GIVEN TEXT »
The pins are 5/8" OD stainless both front and rear, but the rears had a slightly thinner wall thickness and I had to buy more than I needed of both sizes-if anyone needs pins, let me know. I found the stainless in short lengths on...... amazon.com. Crazy. Ted also mentioned (as does the Igus site) that if the pins are too smooth it will shorten the bushing life-a certain amount of roughness is needed to activate the solid lubricants in the bushing material. I'll have to ask them about the finish on the stainless, might need to be roughed up a bit.

Rears:









Front:










I picked up a USA-made White Industries crankset to replace the TNT, a replacement left arm is proving impossible to find and I'm probably too heavy for it anyway. Ebay offered up the exact TNT oversize Ti front hub I needed, but someone pulled the BIN trigger before I found it....bah. An M950/Bontrager Valiant will do the trick until another pops up.

The bushings in the Judys are shot, but I have an early 80mm SID on there now and an 80mm Duke XC ready to go if the Sid is too flexy for my weight. I do like the yellow on the front though with the Judy, and the Englund kit in it is still kicking, might be worth doing the bushings and putting the front back to 'stock'.

I'll post up more pics after the bushings arrive and I have some time to get it back together.


----------



## schneidw (Mar 8, 2005)

What a great ride..... I alwasy admired TW bikes.... BTW, I have a Sachs New Success rear derailler laying around to match the front one on your TW...


----------



## GMF (Jan 10, 2004)

WHAT YOU NEED TO DO »
- 1) In the bike restoration thread, what happens to the bushings if the pins are too smooth?
- 2) Write the next part of the bike restoration thread, picking up right after the last line shown.
The entries that follow were drawn from a separate source and have no connection to the bike restoration thread.

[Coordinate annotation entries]
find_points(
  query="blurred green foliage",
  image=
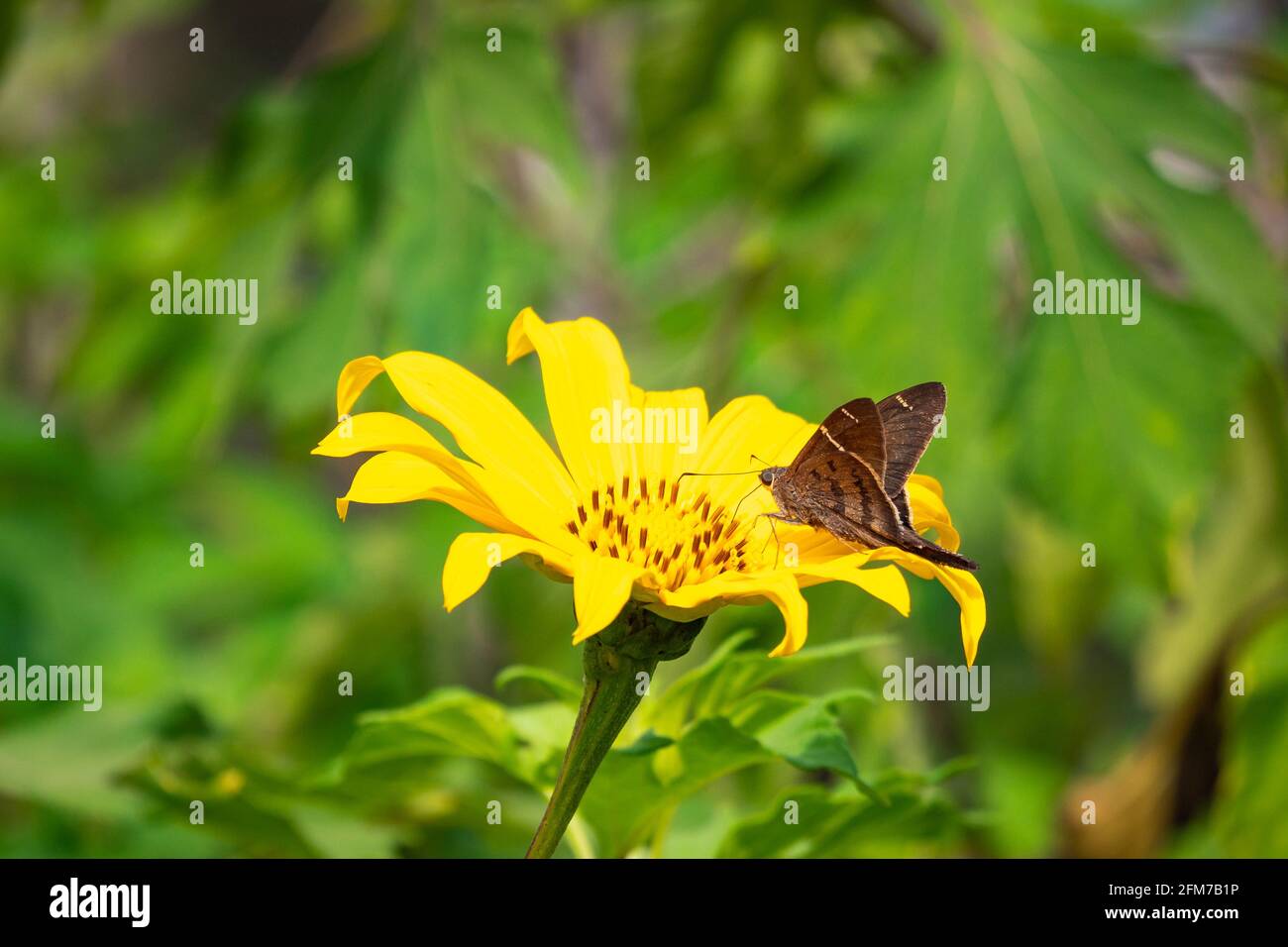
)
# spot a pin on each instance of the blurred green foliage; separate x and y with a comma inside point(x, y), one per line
point(516, 169)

ANSWER LIST »
- 1) The bushing life is shortened, because some roughness is needed to activate the solid lubricants in the bushing material.

- 2)
TW bikes have always been one of my favorites, too... I've also always thought a classic mac strut like these is the best looking full suspension bike there is. Maybe not the best performing, but just looks like a bad ass bike.


----------



## Shogun700 (Jun 15, 2009)

schneidw said:


> What a great ride..... I alwasy admired TW bikes.... BTW, I have a Sachs New Success rear derailler laying around to match the front one on your TW...


Thanks for the offer. Unfortunately the front derailleur is shot (lots of play). I'll probably just put an M950/51 to match the rest of the drivetrain. It's puzzling to see that orphan FD on there, I'll have to ask Mr. Wojcik if there is any record of the original build.

GMF, if find it very pleasing to look at as well, extremely clean for a full suspension. The work area you see in the pics is a porch attached to my kitchen, and I have a tendency to just stare at it through the window when I'm standing at the stove.


----------



## Shogun700 (Jun 15, 2009)

I've been riding this regularly now and have picked up a few bits, here is the current build:










I scored a red-ano Avid Tri-Align V-Brake that nicely matches the shock, and a blue Paul large diameter front hub that matches the frame really well. I also have a red ano Paul front derailleur to install, but I need the right shim, the clamp is huge. I was shocked to find the yellow bottle cage in my bag-o-cages, it's a perfect match.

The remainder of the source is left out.